* _Compito_:
Stampa l'intero testo sullo squalo bianco e l'orca assassina, senza cambiare nulla.

* _Estratto_:
________________________________________

Lo squalo bianco ha il terrore dell’orca assassina


Il più grande pesce predatore del mondo si ritira appena scorge un'orca: un nuovo studio mostra come le interazioni fra i grandi predatori dell'oceano possano essere più complesse di quanto sappiamo

(foto: Benjamin Lowy/Getty Images. Il grande squalo bianco – o semplicemente squalo bianco – presso l’isola di Guadalupe in Messico)

Lo squalo bianco, tra le altre cose protagonista del film Lo squalo di Steven Spielberg, è il maggiore pesce predatore che esista sulla Terra. Eppure anche lui potrebbe non essere invincibile: quando incontra sul suo cammino un’orca assassina, un altro fra i più potenti predatori (in questo caso il film di riferimento per i cinefili è L’Orca assassina di Michael Anderson) si tira indietro e lascia il campo – l’oceano – libero. Anche il colossale squalo, dunque, da predatore potrebbe diventare predato. E fra i due litiganti è il terzo a godere: a giovare di questo suo allontanamento è l’elefante marino, un mammifero della famiglia delle foche, la preda preferita dello squalo bianco. A descrivere queste dinamiche è uno studio coordinato dal Monterey Bay Aquarium di Monterey, in California, che ha analizzato per anni, attraverso indagini strutturate, le abitudini di questi grandi predatori. I risultati sono stati pubblicati su Scientific Reports.

Gli autori hanno analizzato gli spostamenti di 165 squali bianchi con un chip che li ha seguiti dal 2006 al 2013. Inoltre, hanno svolto rilievi per 27 anni sulle abitudini di squali bianchi, orche assassine e elefanti marini presso le isole Farallon, a largo delle coste di San Francisco. “La ricerca in questo paper combina due sorgenti di dati molto solide”, sottolinea Jim Tietz, biologo e coautore dello studio. “Siamo stati in grado di mostrare in maniera definitiva in che modo gli squali bianchi filano via quando appaiono le orche”.

________________________________________

Voci memorizzate
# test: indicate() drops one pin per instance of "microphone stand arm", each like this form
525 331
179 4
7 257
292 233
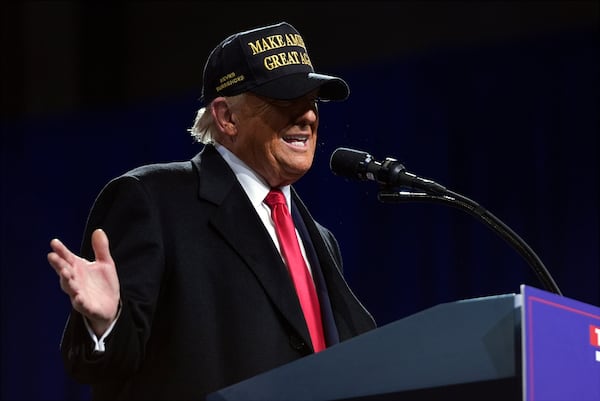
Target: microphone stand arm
456 200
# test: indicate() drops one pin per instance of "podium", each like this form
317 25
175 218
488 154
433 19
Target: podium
534 345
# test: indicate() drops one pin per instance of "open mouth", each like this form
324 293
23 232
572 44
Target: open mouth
296 140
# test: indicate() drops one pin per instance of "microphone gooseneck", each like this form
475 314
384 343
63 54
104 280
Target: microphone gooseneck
356 164
390 173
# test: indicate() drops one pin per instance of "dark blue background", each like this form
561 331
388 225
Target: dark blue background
512 125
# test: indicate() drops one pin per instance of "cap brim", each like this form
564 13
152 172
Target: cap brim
296 85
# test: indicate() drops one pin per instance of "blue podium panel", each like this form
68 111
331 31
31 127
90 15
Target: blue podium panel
533 346
448 351
561 343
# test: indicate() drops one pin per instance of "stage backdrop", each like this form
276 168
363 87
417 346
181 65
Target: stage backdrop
512 125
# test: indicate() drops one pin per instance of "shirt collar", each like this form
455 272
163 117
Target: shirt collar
254 185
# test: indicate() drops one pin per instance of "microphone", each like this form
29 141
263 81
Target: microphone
356 164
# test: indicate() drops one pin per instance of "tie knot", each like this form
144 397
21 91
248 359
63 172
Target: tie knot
275 197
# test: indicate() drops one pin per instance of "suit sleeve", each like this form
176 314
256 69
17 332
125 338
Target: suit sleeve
126 212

________________________________________

* _Risultato_:
Lo squalo bianco ha il terrore dell’orca assassina


Il più grande pesce predatore del mondo si ritira appena scorge un'orca: un nuovo studio mostra come le interazioni fra i grandi predatori dell'oceano possano essere più complesse di quanto sappiamo

(foto: Benjamin Lowy/Getty Images. Il grande squalo bianco – o semplicemente squalo bianco – presso l’isola di Guadalupe in Messico)

Lo squalo bianco, tra le altre cose protagonista del film Lo squalo di Steven Spielberg, è il maggiore pesce predatore che esista sulla Terra. Eppure anche lui potrebbe non essere invincibile: quando incontra sul suo cammino un’orca assassina, un altro fra i più potenti predatori (in questo caso il film di riferimento per i cinefili è L’Orca assassina di Michael Anderson) si tira indietro e lascia il campo – l’oceano – libero. Anche il colossale squalo, dunque, da predatore potrebbe diventare predato. E fra i due litiganti è il terzo a godere: a giovare di questo suo allontanamento è l’elefante marino, un mammifero della famiglia delle foche, la preda preferita dello squalo bianco. A descrivere queste dinamiche è uno studio coordinato dal Monterey Bay Aquarium di Monterey, in California, che ha analizzato per anni, attraverso indagini strutturate, le abitudini di questi grandi predatori. I risultati sono stati pubblicati su Scientific Reports.

Gli autori hanno analizzato gli spostamenti di 165 squali bianchi con un chip che li ha seguiti dal 2006 al 2013. Inoltre, hanno svolto rilievi per 27 anni sulle abitudini di squali bianchi, orche assassine e elefanti marini presso le isole Farallon, a largo delle coste di San Francisco. “La ricerca in questo paper combina due sorgenti di dati molto solide”, sottolinea Jim Tietz, biologo e coautore dello studio. “Siamo stati in grado di mostrare in maniera definitiva in che modo gli squali bianchi filano via quando appaiono le orche”.